== What this task involves ==
Copy the rows below without any change, starting at the line with "Is there any sofa" and going up to and including the line with "Is there any white baseboard".

== Data extract ==

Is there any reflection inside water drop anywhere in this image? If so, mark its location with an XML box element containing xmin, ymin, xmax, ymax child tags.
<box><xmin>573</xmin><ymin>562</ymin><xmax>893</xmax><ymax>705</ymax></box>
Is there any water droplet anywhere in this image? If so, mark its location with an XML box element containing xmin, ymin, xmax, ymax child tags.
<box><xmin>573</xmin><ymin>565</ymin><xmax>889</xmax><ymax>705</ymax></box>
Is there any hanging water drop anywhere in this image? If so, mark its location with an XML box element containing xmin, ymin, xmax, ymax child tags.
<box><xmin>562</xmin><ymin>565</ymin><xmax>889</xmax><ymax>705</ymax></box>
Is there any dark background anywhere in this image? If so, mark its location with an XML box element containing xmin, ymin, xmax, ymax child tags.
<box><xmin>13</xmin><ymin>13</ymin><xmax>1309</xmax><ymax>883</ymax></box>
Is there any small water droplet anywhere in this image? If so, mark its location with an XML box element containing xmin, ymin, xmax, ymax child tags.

* * *

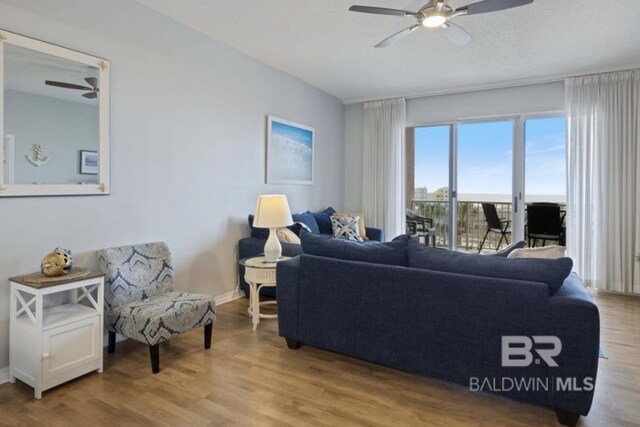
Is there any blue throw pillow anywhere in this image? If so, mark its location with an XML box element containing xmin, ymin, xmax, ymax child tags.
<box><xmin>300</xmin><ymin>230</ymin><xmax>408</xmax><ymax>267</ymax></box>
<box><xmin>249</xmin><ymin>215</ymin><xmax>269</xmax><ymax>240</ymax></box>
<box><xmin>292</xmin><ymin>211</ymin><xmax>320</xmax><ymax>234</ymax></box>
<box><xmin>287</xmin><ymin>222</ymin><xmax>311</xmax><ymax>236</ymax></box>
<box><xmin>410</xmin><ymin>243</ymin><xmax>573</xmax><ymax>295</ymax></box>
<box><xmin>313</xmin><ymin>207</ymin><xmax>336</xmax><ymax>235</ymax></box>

==

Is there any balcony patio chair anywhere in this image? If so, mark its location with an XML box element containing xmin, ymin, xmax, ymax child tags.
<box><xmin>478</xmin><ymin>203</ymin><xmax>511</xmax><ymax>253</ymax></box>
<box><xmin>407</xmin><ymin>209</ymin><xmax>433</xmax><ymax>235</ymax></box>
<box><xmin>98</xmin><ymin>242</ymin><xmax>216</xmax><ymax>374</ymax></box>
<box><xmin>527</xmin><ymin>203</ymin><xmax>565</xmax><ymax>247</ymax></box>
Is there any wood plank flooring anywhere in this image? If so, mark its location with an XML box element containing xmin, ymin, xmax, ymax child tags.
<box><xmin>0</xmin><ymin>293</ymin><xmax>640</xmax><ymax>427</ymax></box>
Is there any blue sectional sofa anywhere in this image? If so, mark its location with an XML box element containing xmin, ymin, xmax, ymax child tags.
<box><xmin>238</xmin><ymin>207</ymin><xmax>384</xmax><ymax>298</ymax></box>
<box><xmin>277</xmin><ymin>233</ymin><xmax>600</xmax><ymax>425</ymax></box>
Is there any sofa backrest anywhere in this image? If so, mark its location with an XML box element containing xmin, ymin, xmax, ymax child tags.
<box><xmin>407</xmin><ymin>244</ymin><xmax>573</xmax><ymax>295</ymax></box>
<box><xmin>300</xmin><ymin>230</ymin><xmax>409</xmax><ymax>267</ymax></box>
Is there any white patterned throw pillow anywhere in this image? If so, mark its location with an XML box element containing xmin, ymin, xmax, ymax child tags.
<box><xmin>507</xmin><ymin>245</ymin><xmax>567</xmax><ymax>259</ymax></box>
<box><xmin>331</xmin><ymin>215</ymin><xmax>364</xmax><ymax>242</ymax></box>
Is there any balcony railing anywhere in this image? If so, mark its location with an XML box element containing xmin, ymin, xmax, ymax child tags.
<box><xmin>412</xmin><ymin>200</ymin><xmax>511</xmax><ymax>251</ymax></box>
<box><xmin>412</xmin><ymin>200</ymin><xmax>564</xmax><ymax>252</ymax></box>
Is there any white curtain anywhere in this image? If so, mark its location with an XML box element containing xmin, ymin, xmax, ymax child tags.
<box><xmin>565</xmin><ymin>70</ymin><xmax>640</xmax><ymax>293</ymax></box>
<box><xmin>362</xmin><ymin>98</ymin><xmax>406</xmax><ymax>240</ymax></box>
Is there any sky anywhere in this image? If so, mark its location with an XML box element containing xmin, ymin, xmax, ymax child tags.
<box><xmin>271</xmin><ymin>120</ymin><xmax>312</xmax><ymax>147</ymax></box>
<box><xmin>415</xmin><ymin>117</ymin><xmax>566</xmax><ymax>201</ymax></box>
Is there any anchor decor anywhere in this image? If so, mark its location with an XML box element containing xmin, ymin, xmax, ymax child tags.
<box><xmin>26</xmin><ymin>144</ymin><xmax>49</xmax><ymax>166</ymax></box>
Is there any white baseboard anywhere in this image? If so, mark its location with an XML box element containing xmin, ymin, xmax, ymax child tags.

== Response to the exercise ==
Is there any sofa backrest anywhere in this image? If so, mark its location with an XML box element containing xmin, ymin, xmax, ymax child tags.
<box><xmin>407</xmin><ymin>244</ymin><xmax>573</xmax><ymax>295</ymax></box>
<box><xmin>300</xmin><ymin>230</ymin><xmax>409</xmax><ymax>267</ymax></box>
Is there any white patterned throw pillow anywhere in this image? If so, mark its location with an XML box element containing xmin, ymin, xmax, ymax child tags.
<box><xmin>507</xmin><ymin>245</ymin><xmax>567</xmax><ymax>259</ymax></box>
<box><xmin>331</xmin><ymin>215</ymin><xmax>364</xmax><ymax>242</ymax></box>
Is there any balcony railing anywhere in this image? If so, mark its location with an XML box element containing xmin, ymin, xmax, ymax child tags.
<box><xmin>412</xmin><ymin>200</ymin><xmax>511</xmax><ymax>251</ymax></box>
<box><xmin>412</xmin><ymin>200</ymin><xmax>564</xmax><ymax>252</ymax></box>
Is there any white curtain anywhere in this image? If so, mark its location with an XML box element containing xmin, ymin, xmax, ymax child tags.
<box><xmin>565</xmin><ymin>70</ymin><xmax>640</xmax><ymax>293</ymax></box>
<box><xmin>362</xmin><ymin>98</ymin><xmax>406</xmax><ymax>240</ymax></box>
Is there any sky anywhere in this image? If so, mark its location with an XML box element containing xmin, ymin, xmax, ymax child tags.
<box><xmin>271</xmin><ymin>120</ymin><xmax>312</xmax><ymax>147</ymax></box>
<box><xmin>415</xmin><ymin>117</ymin><xmax>566</xmax><ymax>201</ymax></box>
Is there any anchor decor anywhere in this image? If so, mark its location with an XML box element containing xmin, ymin, xmax, ymax child tags.
<box><xmin>26</xmin><ymin>144</ymin><xmax>49</xmax><ymax>166</ymax></box>
Is there any white baseboard anywhere in this image? If so, mark its location with an XML box element containing xmin, ymin, xmax, ymax child tags.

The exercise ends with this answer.